Data supplied below:

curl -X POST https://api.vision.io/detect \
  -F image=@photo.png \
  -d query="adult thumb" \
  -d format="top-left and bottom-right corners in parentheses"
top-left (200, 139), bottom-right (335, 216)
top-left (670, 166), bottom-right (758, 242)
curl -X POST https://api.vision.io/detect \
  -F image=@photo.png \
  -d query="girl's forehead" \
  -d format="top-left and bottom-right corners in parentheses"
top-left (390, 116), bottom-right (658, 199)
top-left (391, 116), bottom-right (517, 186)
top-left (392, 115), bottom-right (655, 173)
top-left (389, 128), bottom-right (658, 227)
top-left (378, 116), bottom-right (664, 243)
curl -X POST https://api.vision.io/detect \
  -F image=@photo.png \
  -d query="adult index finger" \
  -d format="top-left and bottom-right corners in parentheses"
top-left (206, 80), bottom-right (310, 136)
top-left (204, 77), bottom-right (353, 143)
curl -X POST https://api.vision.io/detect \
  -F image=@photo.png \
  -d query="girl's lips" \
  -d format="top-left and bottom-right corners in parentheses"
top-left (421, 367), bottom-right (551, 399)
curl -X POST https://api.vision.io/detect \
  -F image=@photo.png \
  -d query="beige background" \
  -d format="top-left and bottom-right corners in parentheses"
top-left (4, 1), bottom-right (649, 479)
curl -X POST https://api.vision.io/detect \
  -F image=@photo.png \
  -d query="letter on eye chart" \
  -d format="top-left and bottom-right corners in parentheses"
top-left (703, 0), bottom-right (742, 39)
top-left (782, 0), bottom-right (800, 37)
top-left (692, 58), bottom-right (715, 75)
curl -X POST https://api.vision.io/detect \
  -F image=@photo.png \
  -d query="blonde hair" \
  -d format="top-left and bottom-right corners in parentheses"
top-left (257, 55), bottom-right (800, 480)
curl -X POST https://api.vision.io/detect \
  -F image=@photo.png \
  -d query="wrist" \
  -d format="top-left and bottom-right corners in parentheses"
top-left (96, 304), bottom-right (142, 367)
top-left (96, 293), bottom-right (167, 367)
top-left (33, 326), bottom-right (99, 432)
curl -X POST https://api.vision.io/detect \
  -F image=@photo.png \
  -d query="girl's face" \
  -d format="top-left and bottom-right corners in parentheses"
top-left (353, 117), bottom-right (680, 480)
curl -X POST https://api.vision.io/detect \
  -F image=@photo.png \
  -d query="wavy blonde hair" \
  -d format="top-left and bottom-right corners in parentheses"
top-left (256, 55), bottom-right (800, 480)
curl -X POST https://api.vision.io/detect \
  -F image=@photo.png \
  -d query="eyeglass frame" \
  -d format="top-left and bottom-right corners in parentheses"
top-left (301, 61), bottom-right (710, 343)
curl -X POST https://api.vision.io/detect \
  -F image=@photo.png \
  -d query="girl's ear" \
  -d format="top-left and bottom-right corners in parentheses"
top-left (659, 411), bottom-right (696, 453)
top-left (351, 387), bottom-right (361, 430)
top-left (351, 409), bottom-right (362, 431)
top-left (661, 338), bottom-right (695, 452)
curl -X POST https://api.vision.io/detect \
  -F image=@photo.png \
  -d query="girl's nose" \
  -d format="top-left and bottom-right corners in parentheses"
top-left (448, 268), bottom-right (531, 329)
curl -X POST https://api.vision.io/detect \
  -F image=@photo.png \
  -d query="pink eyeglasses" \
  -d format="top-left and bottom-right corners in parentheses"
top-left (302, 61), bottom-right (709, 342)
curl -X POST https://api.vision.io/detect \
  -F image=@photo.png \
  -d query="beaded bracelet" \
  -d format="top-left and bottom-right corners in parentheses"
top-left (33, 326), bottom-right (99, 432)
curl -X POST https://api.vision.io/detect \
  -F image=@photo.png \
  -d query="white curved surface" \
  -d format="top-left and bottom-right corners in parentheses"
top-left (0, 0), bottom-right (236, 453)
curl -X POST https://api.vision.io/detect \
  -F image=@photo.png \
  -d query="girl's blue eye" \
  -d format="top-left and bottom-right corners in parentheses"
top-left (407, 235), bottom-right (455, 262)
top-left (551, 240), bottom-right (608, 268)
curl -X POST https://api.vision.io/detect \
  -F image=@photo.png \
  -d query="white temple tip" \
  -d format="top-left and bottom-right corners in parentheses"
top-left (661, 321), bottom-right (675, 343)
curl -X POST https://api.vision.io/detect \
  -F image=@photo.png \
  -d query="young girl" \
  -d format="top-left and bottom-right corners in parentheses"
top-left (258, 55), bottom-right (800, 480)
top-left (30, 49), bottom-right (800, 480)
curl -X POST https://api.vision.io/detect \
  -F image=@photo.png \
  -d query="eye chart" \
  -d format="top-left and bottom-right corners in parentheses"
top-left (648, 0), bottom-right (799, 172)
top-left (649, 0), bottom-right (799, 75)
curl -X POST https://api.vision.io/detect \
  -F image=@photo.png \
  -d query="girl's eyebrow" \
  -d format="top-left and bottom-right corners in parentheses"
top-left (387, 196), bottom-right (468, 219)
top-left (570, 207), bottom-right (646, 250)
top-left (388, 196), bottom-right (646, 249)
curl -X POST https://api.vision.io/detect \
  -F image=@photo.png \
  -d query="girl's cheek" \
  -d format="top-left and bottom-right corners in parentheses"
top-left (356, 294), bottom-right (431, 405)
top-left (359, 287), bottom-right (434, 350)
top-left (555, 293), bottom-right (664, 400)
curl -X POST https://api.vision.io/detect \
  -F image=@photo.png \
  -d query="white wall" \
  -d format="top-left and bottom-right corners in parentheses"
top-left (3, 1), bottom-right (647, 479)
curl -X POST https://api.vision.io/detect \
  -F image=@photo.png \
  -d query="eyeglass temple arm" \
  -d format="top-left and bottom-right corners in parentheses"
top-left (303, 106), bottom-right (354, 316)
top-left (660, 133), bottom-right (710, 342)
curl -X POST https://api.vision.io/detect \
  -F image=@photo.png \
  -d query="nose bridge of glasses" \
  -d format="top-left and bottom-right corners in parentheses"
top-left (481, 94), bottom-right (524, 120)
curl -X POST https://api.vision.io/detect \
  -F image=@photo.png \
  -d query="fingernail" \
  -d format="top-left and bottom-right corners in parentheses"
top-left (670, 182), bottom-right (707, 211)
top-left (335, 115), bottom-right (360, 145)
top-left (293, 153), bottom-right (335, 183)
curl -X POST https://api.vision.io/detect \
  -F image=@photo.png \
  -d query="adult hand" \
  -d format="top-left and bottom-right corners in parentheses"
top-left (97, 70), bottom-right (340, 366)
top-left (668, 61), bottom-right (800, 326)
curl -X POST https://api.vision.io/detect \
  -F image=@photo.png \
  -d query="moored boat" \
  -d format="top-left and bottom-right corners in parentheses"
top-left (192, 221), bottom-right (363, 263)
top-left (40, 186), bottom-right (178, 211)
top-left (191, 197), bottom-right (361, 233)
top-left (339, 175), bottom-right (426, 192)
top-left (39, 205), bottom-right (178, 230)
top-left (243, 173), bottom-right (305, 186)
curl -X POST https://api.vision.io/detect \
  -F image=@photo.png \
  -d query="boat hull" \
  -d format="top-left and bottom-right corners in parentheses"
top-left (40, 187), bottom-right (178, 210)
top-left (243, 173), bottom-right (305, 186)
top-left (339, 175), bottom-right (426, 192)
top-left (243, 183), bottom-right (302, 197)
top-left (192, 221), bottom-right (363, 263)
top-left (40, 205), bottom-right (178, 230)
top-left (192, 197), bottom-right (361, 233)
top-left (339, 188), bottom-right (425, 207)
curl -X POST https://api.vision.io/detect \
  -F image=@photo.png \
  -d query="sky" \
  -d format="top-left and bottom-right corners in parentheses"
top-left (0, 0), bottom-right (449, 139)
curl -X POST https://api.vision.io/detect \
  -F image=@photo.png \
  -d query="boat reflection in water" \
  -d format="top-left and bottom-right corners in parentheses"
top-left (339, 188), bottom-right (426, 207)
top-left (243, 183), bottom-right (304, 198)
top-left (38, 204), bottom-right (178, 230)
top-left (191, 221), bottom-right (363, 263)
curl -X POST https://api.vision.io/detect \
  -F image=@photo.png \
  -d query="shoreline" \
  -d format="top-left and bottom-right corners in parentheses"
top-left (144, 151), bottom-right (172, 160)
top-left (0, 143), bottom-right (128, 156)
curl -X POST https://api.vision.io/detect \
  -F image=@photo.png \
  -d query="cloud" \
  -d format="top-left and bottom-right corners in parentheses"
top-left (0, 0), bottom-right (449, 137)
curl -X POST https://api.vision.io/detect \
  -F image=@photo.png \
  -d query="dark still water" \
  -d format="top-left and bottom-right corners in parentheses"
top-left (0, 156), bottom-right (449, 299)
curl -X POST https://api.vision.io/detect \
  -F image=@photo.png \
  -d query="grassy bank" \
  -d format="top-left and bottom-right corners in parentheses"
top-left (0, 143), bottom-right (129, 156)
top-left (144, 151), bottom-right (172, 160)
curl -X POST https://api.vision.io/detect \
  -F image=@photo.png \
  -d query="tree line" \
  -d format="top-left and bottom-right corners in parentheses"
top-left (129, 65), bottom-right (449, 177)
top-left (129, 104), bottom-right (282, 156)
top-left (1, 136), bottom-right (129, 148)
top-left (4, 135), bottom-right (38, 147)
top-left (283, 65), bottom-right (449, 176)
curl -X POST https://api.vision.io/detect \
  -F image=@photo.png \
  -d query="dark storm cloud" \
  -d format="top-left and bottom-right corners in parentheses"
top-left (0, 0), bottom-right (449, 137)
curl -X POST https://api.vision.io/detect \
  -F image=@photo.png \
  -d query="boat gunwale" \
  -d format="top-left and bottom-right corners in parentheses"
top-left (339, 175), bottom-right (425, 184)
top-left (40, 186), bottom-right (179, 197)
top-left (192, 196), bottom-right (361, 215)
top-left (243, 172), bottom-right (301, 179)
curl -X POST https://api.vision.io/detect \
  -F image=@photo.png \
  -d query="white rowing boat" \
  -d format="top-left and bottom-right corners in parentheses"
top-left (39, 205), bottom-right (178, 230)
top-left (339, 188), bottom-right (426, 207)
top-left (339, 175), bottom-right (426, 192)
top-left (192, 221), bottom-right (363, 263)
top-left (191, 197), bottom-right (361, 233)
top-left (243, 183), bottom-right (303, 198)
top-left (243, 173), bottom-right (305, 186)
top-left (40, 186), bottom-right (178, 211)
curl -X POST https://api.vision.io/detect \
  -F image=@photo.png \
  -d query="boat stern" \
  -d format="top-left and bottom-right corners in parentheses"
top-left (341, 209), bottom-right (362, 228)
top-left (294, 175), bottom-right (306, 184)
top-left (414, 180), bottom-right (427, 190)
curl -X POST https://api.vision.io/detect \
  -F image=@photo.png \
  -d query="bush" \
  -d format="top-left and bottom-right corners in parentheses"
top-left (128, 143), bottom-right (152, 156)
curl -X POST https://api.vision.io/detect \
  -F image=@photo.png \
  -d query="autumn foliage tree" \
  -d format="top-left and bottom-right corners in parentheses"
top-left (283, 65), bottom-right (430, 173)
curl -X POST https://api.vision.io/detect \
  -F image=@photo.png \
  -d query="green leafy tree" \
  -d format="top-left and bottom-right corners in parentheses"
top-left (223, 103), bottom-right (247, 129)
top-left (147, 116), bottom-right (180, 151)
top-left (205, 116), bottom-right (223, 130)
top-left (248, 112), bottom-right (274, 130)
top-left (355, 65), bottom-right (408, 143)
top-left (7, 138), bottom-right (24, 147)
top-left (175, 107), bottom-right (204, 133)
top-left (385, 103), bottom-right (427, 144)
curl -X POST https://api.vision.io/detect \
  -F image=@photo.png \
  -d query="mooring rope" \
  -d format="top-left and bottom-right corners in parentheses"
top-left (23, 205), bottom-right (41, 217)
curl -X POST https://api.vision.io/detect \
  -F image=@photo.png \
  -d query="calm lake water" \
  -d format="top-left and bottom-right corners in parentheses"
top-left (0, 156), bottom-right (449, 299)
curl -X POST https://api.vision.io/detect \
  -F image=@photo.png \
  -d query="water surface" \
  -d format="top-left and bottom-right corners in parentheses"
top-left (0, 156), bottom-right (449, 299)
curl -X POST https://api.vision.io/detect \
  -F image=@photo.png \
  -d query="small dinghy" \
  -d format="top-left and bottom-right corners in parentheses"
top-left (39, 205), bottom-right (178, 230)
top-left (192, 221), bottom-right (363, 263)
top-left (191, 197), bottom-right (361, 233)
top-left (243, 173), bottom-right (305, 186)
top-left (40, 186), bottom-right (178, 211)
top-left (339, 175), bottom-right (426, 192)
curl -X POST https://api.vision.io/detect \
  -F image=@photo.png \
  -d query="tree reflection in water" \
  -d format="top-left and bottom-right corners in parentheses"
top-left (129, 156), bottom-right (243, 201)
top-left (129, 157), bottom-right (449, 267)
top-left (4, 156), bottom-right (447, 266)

End of Data supplied.

*Work request*: State the count of lines holding the string "adult" in the listing above, and nothing else.

*Reply to the exercise*: 3